──────── RECORDS TO PROCESS ────────

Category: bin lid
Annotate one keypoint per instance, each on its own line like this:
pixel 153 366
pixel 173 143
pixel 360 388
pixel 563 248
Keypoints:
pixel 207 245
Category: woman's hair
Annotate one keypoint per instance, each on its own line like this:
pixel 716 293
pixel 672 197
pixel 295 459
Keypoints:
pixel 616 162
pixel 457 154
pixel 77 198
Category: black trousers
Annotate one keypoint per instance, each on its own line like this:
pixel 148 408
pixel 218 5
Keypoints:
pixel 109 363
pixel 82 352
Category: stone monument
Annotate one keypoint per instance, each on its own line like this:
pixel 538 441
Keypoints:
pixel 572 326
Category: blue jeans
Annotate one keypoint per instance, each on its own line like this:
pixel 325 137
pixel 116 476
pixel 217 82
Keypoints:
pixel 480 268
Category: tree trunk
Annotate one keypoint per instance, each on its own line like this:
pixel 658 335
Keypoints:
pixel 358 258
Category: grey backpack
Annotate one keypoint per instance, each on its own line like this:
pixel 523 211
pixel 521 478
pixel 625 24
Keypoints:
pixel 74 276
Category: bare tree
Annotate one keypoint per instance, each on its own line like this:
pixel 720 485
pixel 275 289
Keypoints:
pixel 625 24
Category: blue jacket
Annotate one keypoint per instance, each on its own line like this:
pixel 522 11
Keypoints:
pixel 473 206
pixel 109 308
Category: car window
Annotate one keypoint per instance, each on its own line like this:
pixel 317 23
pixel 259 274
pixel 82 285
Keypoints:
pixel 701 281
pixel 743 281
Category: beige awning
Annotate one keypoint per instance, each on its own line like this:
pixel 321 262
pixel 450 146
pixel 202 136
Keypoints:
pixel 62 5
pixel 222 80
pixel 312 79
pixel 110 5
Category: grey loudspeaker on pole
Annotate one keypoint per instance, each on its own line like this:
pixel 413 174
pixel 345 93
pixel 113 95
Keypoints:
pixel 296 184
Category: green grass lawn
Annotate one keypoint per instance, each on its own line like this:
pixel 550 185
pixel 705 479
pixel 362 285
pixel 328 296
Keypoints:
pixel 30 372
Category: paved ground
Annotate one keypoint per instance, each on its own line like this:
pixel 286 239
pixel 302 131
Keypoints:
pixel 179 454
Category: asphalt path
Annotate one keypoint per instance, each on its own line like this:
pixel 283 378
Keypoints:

────────

HOW TO COMPLETE THIS TASK —
Copy all lines from the data that hold the word "grey".

ANSWER TO THIS PROBLEM —
Category: grey backpack
Category: grey loudspeaker on pole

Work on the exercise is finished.